* **Objetivo A**: Según el texto sobre el Festival Internacional de Cine de la UNAM, ¿entre qué fechas se extenderá el festival?
* **Objetivo B**: Reescriba íntegramente las líneas de los registros desde la línea que contiene "Reviewer note: confirm that each instance of the oval" hasta la línea que contiene "172), (286, 102)]", ambas incluidas, y desplace cada coordenada de los resultados sumándole 62. Entregue solo esas líneas.

* **Texto de lectura**:
※ ※ ※

Por Matías Mora Montero

Arrancamos la edición número 14 del Festival Internacional de Cine de la UNAM, espacio en el cual al cine independiente y de enfoque autoral se le permite deslumbrar en diferentes sedes de la Ciudad de México, brotando de las salas encontradas en el Centro Cultural Universuatraio (CCU). FICUNAM se ha vuelto el punto cumbre donde visiones únicas, llenas de identidad y de pobre exhibición en el futuro obtienen su oportunidad de hipnotizar a un público variado. En este año, el festival cuenta con sus distintas secciones clásicas como Atlas, la selección internacional que este año nos bendecirá con las nuevas películas de Harmony Korine, Hong Sang-soo y más, a la par que Foco, con retrospectivas de reconocidos autores como Paul LeDuc y el gran Victor Erice, este último, a quien personalmente considero el mejor cineasta español, visitará nuestra ciudad con ocasión del repaso filmográfico que el festival le otorga, al igual que al recibimiento de la Medalla Filmoteca de la UNAM.

El festival se extenderá del 13 al 20 de junio, y en este primer día pude observar dos películas espectaculares, de las que no sólo me gustaría hablar sino ante todo enfatizar lo imperdibles que son. En caso de tener más funciones durante el festival, les aconsejo dejar de leer este texto y comprar sus boletos tan pronto les sea posible. Luego me agradecen.

El sol del membrillo (Victor Erice)

※ ※ ※

* **Registros de entrada**:
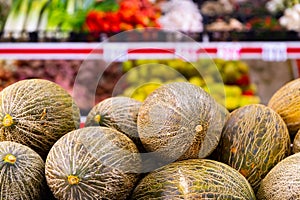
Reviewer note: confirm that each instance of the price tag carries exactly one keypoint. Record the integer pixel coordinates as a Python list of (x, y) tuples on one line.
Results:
[(229, 51), (274, 52), (187, 51), (115, 52)]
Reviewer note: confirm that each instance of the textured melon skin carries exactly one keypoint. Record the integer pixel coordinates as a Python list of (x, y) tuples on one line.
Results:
[(286, 102), (296, 143), (42, 112), (180, 121), (254, 140), (25, 179), (104, 160), (194, 179), (283, 181), (119, 113)]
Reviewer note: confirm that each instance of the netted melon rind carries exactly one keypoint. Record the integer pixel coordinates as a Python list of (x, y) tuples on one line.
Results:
[(283, 181), (286, 102), (194, 179), (254, 140), (42, 112), (25, 179), (105, 161)]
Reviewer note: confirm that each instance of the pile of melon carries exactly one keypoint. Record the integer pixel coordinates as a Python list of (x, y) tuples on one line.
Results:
[(179, 143)]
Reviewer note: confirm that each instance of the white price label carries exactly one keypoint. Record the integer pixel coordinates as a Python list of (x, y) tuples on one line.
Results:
[(115, 52), (229, 52), (187, 52), (274, 52)]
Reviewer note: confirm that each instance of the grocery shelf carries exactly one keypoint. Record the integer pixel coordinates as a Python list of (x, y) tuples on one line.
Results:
[(118, 51)]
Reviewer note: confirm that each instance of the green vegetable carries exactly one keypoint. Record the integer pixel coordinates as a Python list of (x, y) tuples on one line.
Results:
[(16, 18), (34, 14)]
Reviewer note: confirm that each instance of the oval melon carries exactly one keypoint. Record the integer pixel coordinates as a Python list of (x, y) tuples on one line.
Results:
[(36, 113), (254, 140), (119, 113), (22, 172), (194, 179), (286, 102), (180, 121), (93, 163), (283, 181)]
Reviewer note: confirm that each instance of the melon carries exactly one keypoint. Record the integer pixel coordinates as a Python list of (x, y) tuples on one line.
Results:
[(194, 179), (36, 113), (283, 181), (254, 140), (119, 113), (296, 143), (93, 163), (180, 121), (22, 172), (286, 102)]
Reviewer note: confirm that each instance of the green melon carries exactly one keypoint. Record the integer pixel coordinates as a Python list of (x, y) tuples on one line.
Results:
[(93, 163), (283, 181), (36, 113), (119, 113), (286, 102), (296, 143), (254, 140), (180, 121), (194, 179), (21, 172)]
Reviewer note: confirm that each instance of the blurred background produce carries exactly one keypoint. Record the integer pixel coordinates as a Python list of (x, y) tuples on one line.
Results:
[(144, 76), (91, 20), (136, 78)]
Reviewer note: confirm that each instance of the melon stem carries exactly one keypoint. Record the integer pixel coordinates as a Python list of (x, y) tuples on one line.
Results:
[(7, 120), (199, 128), (98, 118), (9, 158), (73, 180)]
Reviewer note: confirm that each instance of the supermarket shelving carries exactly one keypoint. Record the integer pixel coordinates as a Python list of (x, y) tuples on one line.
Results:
[(269, 51)]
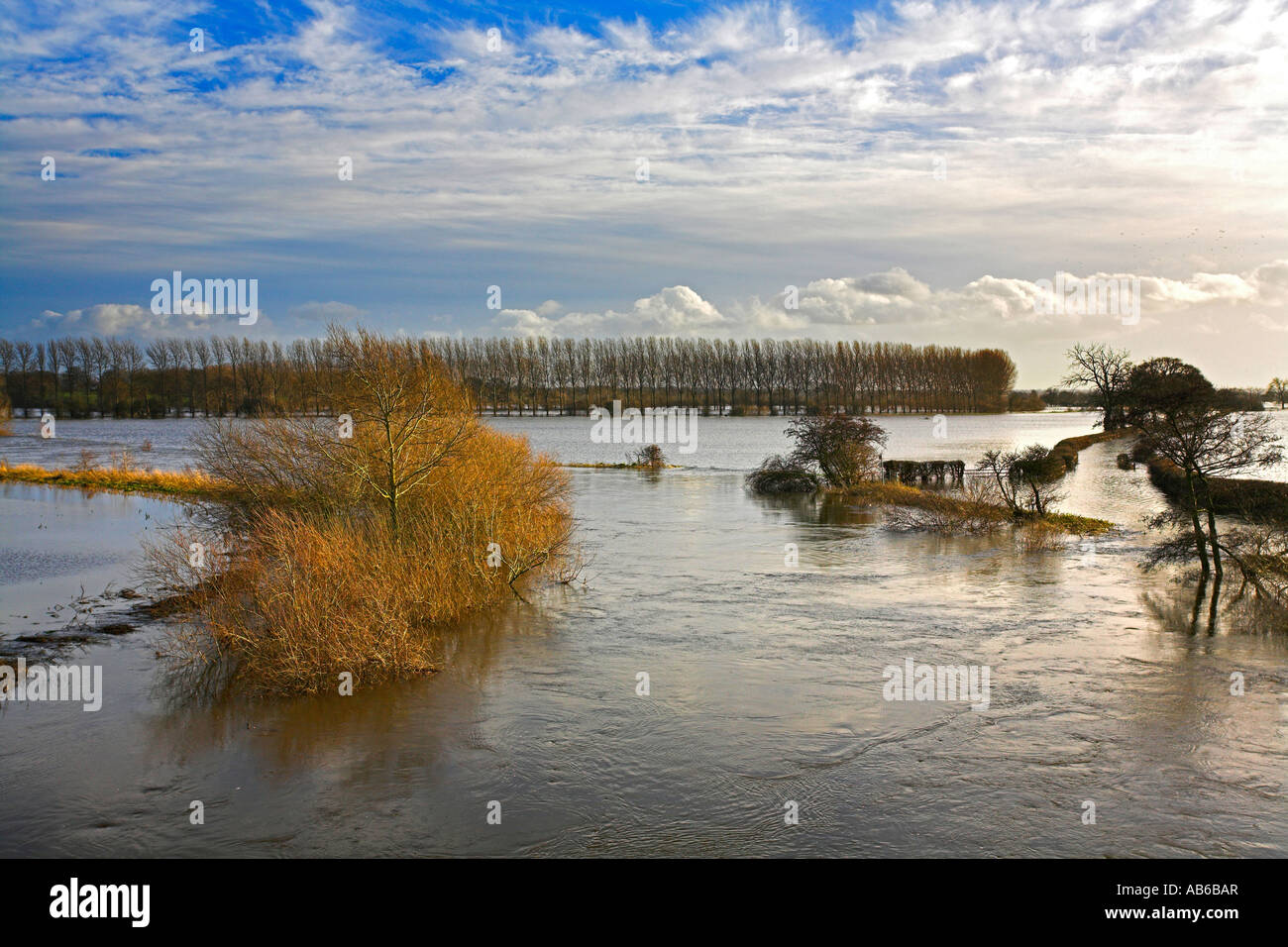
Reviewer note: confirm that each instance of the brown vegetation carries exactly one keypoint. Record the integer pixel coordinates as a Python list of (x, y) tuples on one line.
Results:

※ ※ ※

* **Solución completa A**: Del 13 al 20 de junio.

* **Solución completa B**:
Reviewer note: confirm that each instance of the oval melon carries exactly one keypoint. Record the integer pixel coordinates as a Python list of (x, y) tuples on one line.
Results:
[(98, 175), (316, 202), (181, 175), (84, 234), (256, 241), (348, 164), (242, 183), (155, 225), (345, 243)]
Reviewer note: confirm that each instance of the melon carries exactly one keypoint. Record the integer pixel coordinates as a Python list of (x, y) tuples on one line.
Results:
[(256, 241), (98, 175), (345, 243), (316, 202), (181, 175), (358, 205), (155, 225), (242, 183), (84, 234), (348, 164)]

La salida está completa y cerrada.